* **TEXTAUSZUG**:
BOCHUM. (hpd) Fethullah Gülen, dessen Anhänger sich in der nach ihm benannten Bewegung zusammenfinden, ist ein Islamist und türkischer Nationalist. Die Universität Bochum scheint dennoch keine Probleme damit zu haben, eine Propagandaveranstaltung seiner moslemischen Fans und nichtmoslemischen Unterstützer in ihren Räumen zuzulassen.

Der Imagepflege islamischer Fundamentalisten, verpackt als interkulturelle Verständigung, dient eine „Gülen-Konferenz“, die am 7. und 8. Juni 2010 an der Ruhr-Universität Bochum stattfindet. „Die Gülen-Bewegung im Kontext Europas. Ein Blick auf Nordrhein-Westfalen“ lautet der Titel der Tagung, zu der Organisationen mit den illustren Namen „Interkultureller Dialog e.V.“, „interkulturelles Dialogzentrum e.V.“ und „Rumiforum am Rhein“ aufrufen.

* **VORLIEGENDE ANGABEN**:
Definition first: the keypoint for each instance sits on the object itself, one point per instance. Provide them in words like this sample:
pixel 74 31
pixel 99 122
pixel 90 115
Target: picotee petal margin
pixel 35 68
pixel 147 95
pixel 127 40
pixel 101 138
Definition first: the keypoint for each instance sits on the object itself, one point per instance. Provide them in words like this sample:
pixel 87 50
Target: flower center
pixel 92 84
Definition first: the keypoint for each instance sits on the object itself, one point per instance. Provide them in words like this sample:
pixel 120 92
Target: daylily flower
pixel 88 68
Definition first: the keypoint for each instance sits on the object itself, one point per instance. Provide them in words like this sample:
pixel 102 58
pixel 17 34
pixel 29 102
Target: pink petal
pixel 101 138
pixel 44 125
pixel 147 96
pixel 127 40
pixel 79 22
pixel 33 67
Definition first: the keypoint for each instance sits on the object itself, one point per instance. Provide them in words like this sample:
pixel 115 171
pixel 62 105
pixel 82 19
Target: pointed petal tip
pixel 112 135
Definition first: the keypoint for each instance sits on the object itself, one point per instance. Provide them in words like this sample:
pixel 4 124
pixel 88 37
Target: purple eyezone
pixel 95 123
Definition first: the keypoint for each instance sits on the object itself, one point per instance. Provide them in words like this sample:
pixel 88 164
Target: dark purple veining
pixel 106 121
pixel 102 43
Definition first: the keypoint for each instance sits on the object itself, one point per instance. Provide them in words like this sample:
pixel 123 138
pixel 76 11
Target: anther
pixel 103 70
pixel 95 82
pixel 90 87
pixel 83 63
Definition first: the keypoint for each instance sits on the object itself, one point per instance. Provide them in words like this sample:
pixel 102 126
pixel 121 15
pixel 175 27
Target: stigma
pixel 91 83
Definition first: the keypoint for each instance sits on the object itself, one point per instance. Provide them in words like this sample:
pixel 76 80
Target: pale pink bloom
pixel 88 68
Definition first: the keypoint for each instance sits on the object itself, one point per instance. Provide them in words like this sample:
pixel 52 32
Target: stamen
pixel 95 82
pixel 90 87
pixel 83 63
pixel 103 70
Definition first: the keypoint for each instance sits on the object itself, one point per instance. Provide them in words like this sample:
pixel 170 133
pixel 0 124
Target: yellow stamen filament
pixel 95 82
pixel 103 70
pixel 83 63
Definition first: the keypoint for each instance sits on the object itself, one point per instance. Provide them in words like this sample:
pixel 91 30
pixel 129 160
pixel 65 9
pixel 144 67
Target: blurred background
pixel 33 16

* **AUFGABENSTELLUNG**: Schreiben Sie aus dem Textauszug über die Gülen-Konferenz den Abschnitt zwischen „BOCHUM. (hpd) Fethullah“ und „ihren Räumen zuzulassen.“ wortgetreu ab, beide Stellen eingeschlossen.

* **ENDERGEBNIS**:
BOCHUM. (hpd) Fethullah Gülen, dessen Anhänger sich in der nach ihm benannten Bewegung zusammenfinden, ist ein Islamist und türkischer Nationalist. Die Universität Bochum scheint dennoch keine Probleme damit zu haben, eine Propagandaveranstaltung seiner moslemischen Fans und nichtmoslemischen Unterstützer in ihren Räumen zuzulassen.